Reading passage ::

EXHIBIT 5(a) AND 23(a)




                              April 20, 1999


Securities and Exchange Commission
450 Fifth Street, N.W.
Judiciary Plaza
Washington, D.C. 20549

     Re:  OLD KENT FINANCIAL CORPORATION
          REGISTRATION STATEMENT ON FORM S-8
          OLD KENT FINANCIAL CORPORATION
          EMPLOYEE STOCK PURCHASE PLAN OF 1999

Dear Sir or Madam:

          We represent Old Kent Financial Corporation, a Michigan
corporation (the "Company"), with respect to the above-captioned
registration statement on Form S-8 (the "Registration Statement") filed
pursuant to the Securities Act of 1933 (the "Act") to register 2,000,000
shares of the Company's common stock, $1 par value ("Common Stock").

Dataset excerpt ::

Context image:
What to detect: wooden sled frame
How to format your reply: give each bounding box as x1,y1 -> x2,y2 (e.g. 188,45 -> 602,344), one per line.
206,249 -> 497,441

Prompt 1 :: In the letter to the Securities and Exchange Commission above, how many shares of the Company's common stock is the registration statement filed to register?
Prompt 2 :: Write the next part of the letter to the Securities and Exchange Commission, picking up right after its final sentence.

Right answer 1 :: 2,000,000 shares

Right answer 2 ::
          As counsel for the Company, we are familiar with its Restated
Articles of Incorporation and Bylaws and have reviewed the various
proceedings taken by the Company to authorize the issuance of the Common
Stock to be sold pursuant to the Registration Statement.  We also have
reviewed and assisted in preparing the Registration Statement.  In our
review, we have assumed the genuineness of all signatures, the legal
capacity of all natural persons, the authenticity of all documents
submitted to us as originals, the conformity to original documents of all
documents submitted to us as certified or photostatic copies and the
authenticity of the originals of such copies.

          On the basis of the foregoing, we are of the opinion that, when
the Registration Statement has become effective under the Act, any and all
shares of Common Stock that are the subject of the Registration Statement
will, when issued upon payment of the purchase price therefore to the
Company, be legally issued, fully paid and nonassessable.









          We hereby consent to the use of this opinion as an exhibit to the
Registration Statement on Form S-8 covering the Common Stock to be issued
pursuant to the Employee Stock Purchase Plan of 1999.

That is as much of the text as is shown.